▶ **TASK**
Copy out all the entries below, substituting "Label" for each "Target" and leaving everything else unchanged. Omit the pictures from your copy.
++++ MATERIAL FOR THIS EXERCISE ++++
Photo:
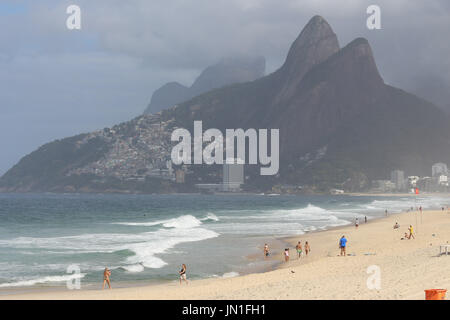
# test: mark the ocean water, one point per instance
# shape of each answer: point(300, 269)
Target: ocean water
point(148, 237)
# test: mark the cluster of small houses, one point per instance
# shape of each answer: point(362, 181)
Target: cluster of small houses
point(437, 182)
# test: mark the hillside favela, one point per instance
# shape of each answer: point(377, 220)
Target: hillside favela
point(230, 150)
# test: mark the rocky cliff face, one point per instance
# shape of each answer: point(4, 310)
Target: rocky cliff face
point(340, 125)
point(227, 71)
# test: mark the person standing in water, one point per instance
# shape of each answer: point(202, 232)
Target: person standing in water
point(411, 232)
point(266, 250)
point(286, 255)
point(307, 248)
point(343, 245)
point(106, 275)
point(182, 273)
point(299, 249)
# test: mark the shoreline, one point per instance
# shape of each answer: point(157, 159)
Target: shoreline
point(310, 269)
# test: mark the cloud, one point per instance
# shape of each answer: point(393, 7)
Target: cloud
point(57, 82)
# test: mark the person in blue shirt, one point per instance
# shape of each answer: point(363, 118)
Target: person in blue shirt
point(342, 245)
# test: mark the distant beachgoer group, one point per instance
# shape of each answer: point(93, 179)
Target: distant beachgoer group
point(406, 236)
point(299, 248)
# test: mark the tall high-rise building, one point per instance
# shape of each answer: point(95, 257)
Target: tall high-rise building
point(439, 169)
point(233, 176)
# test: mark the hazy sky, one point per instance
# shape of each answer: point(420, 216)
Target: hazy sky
point(56, 82)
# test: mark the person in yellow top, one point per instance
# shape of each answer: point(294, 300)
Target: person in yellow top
point(411, 232)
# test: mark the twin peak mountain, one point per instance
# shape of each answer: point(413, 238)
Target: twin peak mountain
point(340, 124)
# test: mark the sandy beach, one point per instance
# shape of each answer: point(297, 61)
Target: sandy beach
point(406, 268)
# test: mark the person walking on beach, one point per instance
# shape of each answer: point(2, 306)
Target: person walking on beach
point(106, 275)
point(182, 273)
point(307, 248)
point(266, 250)
point(411, 232)
point(299, 249)
point(286, 254)
point(342, 245)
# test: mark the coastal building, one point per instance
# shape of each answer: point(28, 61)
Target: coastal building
point(180, 176)
point(233, 176)
point(412, 181)
point(398, 178)
point(438, 169)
++++
▶ **OUTPUT BELOW**
Photo:
# test: mark the ocean water, one point per instance
# shape of each answer: point(300, 269)
Label: ocean water
point(148, 237)
# test: mark the cluster of small houses, one point per instance
# shape of each answer: point(362, 181)
Label: cluster of small houses
point(437, 182)
# test: mark the hillside favela, one point per instance
# shape of each answer: point(377, 220)
Label: hillside favela
point(230, 150)
# test: mark the rocky cliff face, one point per instance
# shape of each answer: point(4, 310)
Label: rocky cliff face
point(340, 125)
point(227, 71)
# test: mark the person standing in water, one point per instance
# shape of each answer: point(202, 232)
Label: person standing in water
point(411, 232)
point(266, 250)
point(286, 255)
point(307, 248)
point(343, 245)
point(106, 275)
point(182, 273)
point(299, 249)
# test: mark the shoreline, one point per instance
# shape of each answer: point(157, 159)
Label: shoreline
point(310, 269)
# test: mark the cloud, one point per instance
# shape of each answer: point(393, 7)
Label: cloud
point(57, 82)
# test: mark the person in blue shirt, one point per instance
# shape of each answer: point(363, 118)
Label: person in blue shirt
point(342, 245)
# test: mark the distant beachgoer group, one point per instance
# shape of each answer: point(93, 179)
Label: distant beachgoer group
point(406, 236)
point(299, 248)
# test: mark the tall high-rise building, one point per instance
# shape of each answer: point(95, 257)
Label: tall high-rise building
point(439, 169)
point(233, 176)
# test: mark the hazy sky, one point per instance
# shape of each answer: point(420, 216)
Label: hazy sky
point(56, 82)
# test: mark the person in yellow top, one point per instance
# shape of each answer: point(294, 300)
Label: person in yellow top
point(411, 232)
# test: mark the twin peak mountain, one point per instance
# shape of each answer: point(413, 238)
Label: twin peak mountain
point(340, 124)
# test: mark the sandy beach, one point per instance
# shape of each answer: point(297, 61)
Label: sandy beach
point(406, 268)
# test: mark the person walking on beach, one point per instance
# shape of each answer: point(2, 306)
Label: person walking on beach
point(106, 275)
point(182, 273)
point(307, 248)
point(266, 250)
point(411, 232)
point(299, 249)
point(286, 254)
point(342, 245)
# test: mark the coastal building, one point per instance
# shape of each answer: point(28, 61)
Label: coastal building
point(180, 176)
point(233, 176)
point(412, 181)
point(398, 178)
point(438, 169)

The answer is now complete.